-- Begin SOURCE MATERIAL --
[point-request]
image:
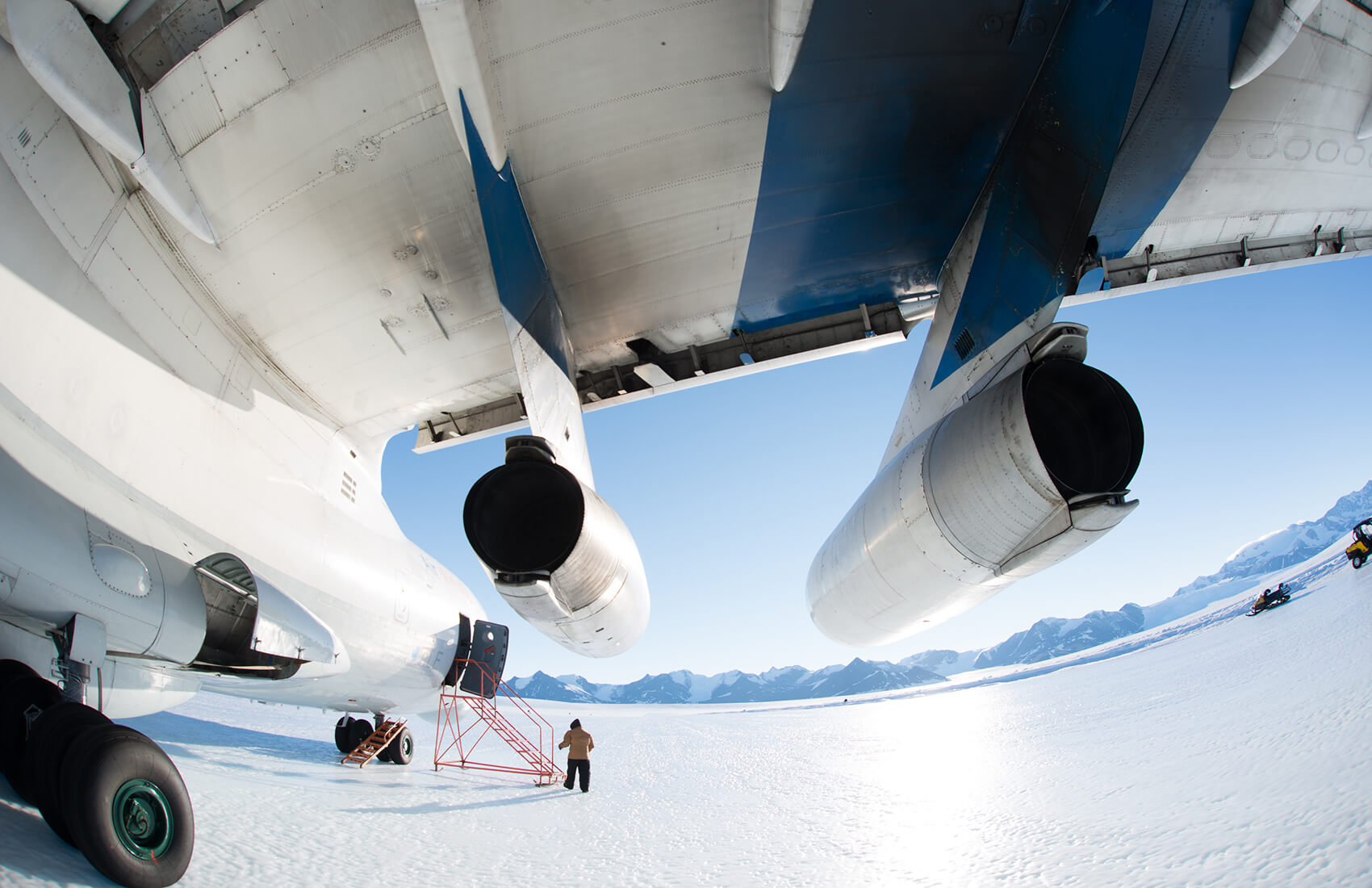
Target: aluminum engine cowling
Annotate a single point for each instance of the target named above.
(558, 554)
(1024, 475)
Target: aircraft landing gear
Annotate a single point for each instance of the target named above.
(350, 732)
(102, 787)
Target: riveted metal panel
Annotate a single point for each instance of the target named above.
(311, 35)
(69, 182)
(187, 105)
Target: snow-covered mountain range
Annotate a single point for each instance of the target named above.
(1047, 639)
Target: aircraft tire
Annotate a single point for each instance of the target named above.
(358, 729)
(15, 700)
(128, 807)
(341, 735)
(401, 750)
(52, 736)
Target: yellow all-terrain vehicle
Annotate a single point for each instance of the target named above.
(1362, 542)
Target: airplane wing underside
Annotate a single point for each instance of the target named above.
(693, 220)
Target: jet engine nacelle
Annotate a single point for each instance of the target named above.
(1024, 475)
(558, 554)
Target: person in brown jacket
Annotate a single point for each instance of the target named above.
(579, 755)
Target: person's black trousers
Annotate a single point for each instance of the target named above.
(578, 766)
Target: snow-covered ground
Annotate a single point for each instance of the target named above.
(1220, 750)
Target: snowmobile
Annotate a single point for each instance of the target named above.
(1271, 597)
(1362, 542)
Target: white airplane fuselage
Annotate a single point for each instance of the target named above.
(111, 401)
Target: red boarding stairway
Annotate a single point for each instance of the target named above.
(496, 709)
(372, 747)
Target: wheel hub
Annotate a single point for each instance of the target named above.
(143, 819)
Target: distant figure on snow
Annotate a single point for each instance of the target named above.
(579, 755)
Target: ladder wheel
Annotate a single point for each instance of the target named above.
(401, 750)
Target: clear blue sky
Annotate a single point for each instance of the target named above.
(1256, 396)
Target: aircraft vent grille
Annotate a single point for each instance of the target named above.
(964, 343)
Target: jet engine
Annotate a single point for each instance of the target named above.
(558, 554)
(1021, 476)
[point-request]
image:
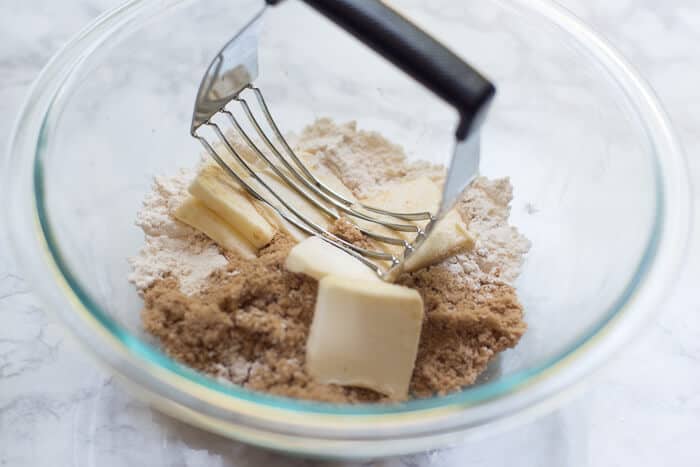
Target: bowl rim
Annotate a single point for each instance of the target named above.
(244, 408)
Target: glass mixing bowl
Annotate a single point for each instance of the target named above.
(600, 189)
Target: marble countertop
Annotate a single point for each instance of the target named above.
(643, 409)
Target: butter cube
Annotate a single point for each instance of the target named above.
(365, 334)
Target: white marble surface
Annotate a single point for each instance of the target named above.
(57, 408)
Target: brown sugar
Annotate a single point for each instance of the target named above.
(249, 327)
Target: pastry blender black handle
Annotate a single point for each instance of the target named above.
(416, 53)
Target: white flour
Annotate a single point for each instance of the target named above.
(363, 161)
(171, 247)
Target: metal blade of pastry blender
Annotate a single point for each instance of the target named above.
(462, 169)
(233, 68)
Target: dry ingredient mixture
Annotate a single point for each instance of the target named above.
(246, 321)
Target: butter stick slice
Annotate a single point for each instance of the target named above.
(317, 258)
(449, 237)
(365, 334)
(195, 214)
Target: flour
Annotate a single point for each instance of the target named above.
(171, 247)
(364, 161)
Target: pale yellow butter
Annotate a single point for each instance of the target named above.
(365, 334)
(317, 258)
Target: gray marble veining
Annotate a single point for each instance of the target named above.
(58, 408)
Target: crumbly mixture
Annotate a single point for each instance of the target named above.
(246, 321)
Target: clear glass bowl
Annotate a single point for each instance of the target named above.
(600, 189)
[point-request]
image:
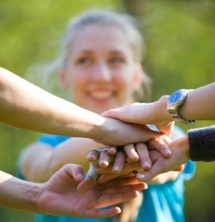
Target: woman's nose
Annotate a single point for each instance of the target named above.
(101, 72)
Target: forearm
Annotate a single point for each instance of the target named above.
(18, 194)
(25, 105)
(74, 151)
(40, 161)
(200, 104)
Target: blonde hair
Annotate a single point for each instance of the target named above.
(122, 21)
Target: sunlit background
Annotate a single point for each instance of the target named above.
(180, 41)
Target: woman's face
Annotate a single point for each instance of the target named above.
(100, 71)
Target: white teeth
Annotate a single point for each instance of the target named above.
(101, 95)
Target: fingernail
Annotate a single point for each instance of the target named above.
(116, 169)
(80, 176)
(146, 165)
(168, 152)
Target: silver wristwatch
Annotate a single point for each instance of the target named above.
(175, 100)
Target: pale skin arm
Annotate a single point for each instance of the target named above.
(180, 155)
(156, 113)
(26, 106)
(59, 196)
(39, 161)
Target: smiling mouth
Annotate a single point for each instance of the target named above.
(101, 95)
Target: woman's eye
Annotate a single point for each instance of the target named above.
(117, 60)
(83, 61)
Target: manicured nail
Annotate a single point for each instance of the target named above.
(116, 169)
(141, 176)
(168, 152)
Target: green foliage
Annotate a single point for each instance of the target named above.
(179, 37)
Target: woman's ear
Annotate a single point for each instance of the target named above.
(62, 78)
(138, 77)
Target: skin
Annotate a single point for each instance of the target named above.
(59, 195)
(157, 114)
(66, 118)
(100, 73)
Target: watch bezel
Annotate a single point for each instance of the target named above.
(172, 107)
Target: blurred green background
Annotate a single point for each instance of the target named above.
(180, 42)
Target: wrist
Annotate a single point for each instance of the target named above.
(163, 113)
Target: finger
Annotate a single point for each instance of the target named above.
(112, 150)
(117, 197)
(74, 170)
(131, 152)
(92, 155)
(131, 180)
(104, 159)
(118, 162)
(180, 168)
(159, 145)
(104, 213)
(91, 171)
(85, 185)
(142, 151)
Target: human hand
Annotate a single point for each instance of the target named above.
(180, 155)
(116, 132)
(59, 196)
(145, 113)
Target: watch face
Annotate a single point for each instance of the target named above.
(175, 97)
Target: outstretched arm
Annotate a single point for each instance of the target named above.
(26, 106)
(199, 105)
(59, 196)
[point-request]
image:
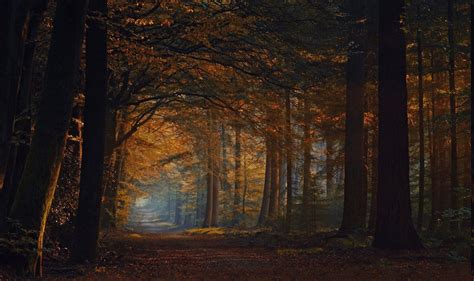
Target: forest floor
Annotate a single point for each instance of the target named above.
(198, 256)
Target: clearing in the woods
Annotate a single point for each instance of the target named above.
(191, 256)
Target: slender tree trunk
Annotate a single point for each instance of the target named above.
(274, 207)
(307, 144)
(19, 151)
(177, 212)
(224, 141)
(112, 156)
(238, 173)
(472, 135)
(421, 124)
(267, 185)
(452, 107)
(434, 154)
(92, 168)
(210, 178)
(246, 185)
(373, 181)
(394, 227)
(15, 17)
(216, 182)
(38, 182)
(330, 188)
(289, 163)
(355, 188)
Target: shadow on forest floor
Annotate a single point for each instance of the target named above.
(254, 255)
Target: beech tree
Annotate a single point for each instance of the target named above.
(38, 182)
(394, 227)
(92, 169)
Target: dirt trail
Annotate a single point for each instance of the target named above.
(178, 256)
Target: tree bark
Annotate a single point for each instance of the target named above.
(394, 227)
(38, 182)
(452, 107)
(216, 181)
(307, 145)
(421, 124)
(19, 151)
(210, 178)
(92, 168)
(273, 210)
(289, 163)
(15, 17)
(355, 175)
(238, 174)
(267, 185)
-- End SOURCE MATERIAL --
**GIVEN REQUEST**
Transcribe every line from the records above without alteration, and leave out the images.

**FULL RESPONSE**
[point-request]
image:
Target: aluminum engine cowling
Annotate a single point for each instance of the target named above.
(558, 554)
(1024, 475)
Target: aircraft landing gear
Annotate a single point for each instance of the target named above.
(350, 732)
(102, 787)
Target: riveted metal panel
Annotate a single point for each instance of the target named above.
(311, 35)
(69, 182)
(187, 105)
Target: snow-covered mountain range
Annotate a single point for each instance of the target named above.
(1047, 639)
Target: aircraft tire
Annotate a single point for each instance of the target named above.
(358, 729)
(15, 700)
(128, 807)
(341, 735)
(401, 750)
(52, 736)
Target: yellow all-terrain vehicle
Annotate a single point for each instance of the target named above.
(1362, 542)
Target: airplane wing underside
Annotate a single point for each instance of the target named above.
(693, 220)
Target: jet engine nacelle
Annotate a single point for each instance of the target named above.
(1024, 475)
(558, 554)
Target: person in brown jacket
Annotate a single point for each instance of the target named above.
(579, 755)
Target: person's black trousers
Annotate a single point for each instance of the target named above.
(578, 766)
Target: snow-covered ground
Annotate a single point for each instance of the target named above.
(1220, 750)
Target: snowmobile
Annotate a single point for each instance of the target named above.
(1271, 597)
(1362, 542)
Target: white airplane fuselage
Annotate a single point for each instance of the target named above.
(111, 401)
Target: red boarding stairway
Annotate a single point for each instance of the target named above.
(496, 709)
(372, 747)
Target: wheel hub
Annotate a single point for each instance of the target named above.
(143, 819)
Target: distant figure on snow
Annotate a single point for each instance of the target named above.
(579, 755)
Target: ladder wheel
Annotate a single point for each instance of the target named above.
(401, 750)
Target: clear blue sky
Annotate a single point for each instance of the target named above.
(1256, 396)
Target: aircraft vent grille
Annotate a single point for each instance of the target named above.
(964, 343)
Target: jet engine
Annotate a single point for each instance of the target named above.
(558, 554)
(1021, 476)
[point-request]
image:
Target: bowl rim
Annotate a single point for each instance of the target named above.
(244, 408)
Target: glass mixing bowl
Annotate a single point for each instance of the target named above.
(600, 189)
Target: marble countertop
Annotate a single point for each instance of the target named above.
(643, 409)
Target: butter cube
Annotate a single point for each instance of the target named above.
(365, 334)
Target: white marble surface
Annotate a single point for each instance of the target named above.
(57, 408)
Target: brown sugar
Annotate a single point for each instance of the target named above.
(249, 327)
Target: pastry blender black handle
Annotate a single point for each instance of the target named above.
(416, 53)
Target: white flour
Annotate a single point for each instance of the target named above.
(363, 161)
(171, 247)
Target: metal blade of pastry blender
Annotate a single point for each instance of the target named above.
(462, 169)
(233, 68)
Target: dry ingredient mixture
Annotate a single point for each instance of the target named above.
(246, 321)
Target: butter stick slice
Annotate a single point for each instance of the target named above.
(317, 258)
(449, 237)
(365, 334)
(195, 214)
Target: flour
Annotate a single point for each instance of the target named above.
(171, 247)
(364, 161)
Target: pale yellow butter
Annotate a single point for each instance of the target named above.
(365, 334)
(317, 258)
Target: gray marble veining
Annotate a single point for each instance of the target named above.
(58, 408)
Target: crumbly mixture
Annotate a single point for each instance of the target named above.
(246, 321)
Target: clear glass bowl
Annotate a single point for each instance of the target named above.
(600, 189)
[point-request]
image:
Target: woman's nose
Annotate a single point for each instance of the target named above.
(101, 72)
Target: forearm
Annotate a single point for each instance of the target named above.
(18, 194)
(25, 105)
(74, 151)
(40, 161)
(200, 104)
Target: blonde hair
Annotate a single point for each instance of the target named above.
(122, 21)
Target: sunlit background
Annotate a single point for each instance of the target named above.
(180, 41)
Target: woman's face
Annotate a single point for each instance of the target named above.
(100, 71)
Target: white teeth
Annotate a single point for each instance of the target named above.
(101, 95)
Target: fingernail
Annotate a single point for each instance of the target named above.
(116, 169)
(80, 176)
(146, 165)
(168, 152)
Target: silver wristwatch
Annotate a single point for each instance of the target named above.
(175, 100)
Target: pale skin arm
Annotate a single point for each instance of the target named above.
(180, 155)
(156, 113)
(26, 106)
(59, 196)
(39, 161)
Target: smiling mouth
Annotate a single point for each instance of the target named above.
(101, 95)
Target: woman's eye
Annotate a single point for each instance of the target named above.
(117, 60)
(83, 61)
Target: manicured nail
Annotate a single point for each instance of the target named above.
(116, 169)
(141, 176)
(168, 152)
Target: green foliage
Annotate a single point for each instance of the target named above.
(179, 37)
Target: woman's ear
Annotate a single point for each instance of the target named above.
(62, 78)
(138, 77)
Target: skin
Annotate a single point for each instance of the target named above.
(59, 195)
(157, 114)
(66, 118)
(100, 73)
Target: watch bezel
Annotate a single point for each instance of the target named above.
(172, 107)
Target: blurred green background
Annotate a single point for each instance of the target named above.
(180, 42)
Target: wrist
Annotate a single point for each instance of the target named above.
(163, 113)
Target: finger
Annotate a single point for each instance of the target named above.
(112, 150)
(117, 197)
(74, 170)
(131, 152)
(92, 155)
(131, 180)
(104, 159)
(118, 162)
(180, 168)
(159, 145)
(104, 213)
(91, 171)
(85, 185)
(142, 151)
Target: human hand
Annotate a single point for each instance of the target named above.
(180, 155)
(116, 132)
(59, 196)
(145, 113)
Target: watch face
Annotate a single point for each instance of the target named above.
(175, 97)
Target: outstretched arm
Annotate a single point for each instance of the target named above.
(26, 106)
(199, 105)
(59, 196)
[point-request]
image:
Target: forest floor
Annotate a single point for each instance of the target named above.
(198, 256)
Target: clearing in the woods
Annotate a single point for each instance of the target named above.
(191, 256)
Target: slender tree trunk
Annotate a single point for each instance of the target named above.
(274, 207)
(307, 144)
(19, 151)
(177, 212)
(224, 141)
(112, 156)
(238, 173)
(472, 135)
(421, 124)
(267, 185)
(452, 107)
(434, 154)
(92, 168)
(210, 178)
(246, 185)
(373, 181)
(394, 227)
(15, 17)
(216, 182)
(38, 182)
(330, 188)
(289, 163)
(355, 188)
Target: shadow on forest floor
Annotate a single point for each instance of the target named above.
(254, 255)
Target: beech tree
Annotate a single point for each instance of the target named above.
(38, 182)
(394, 227)
(92, 169)
Target: dirt trail
Annotate a single point for each instance of the target named above.
(178, 256)
Target: tree bark
Annotate a single point for each instance of the target named above.
(394, 227)
(38, 182)
(452, 107)
(216, 181)
(307, 145)
(421, 124)
(19, 151)
(210, 178)
(92, 168)
(273, 210)
(289, 163)
(15, 17)
(355, 175)
(238, 174)
(267, 185)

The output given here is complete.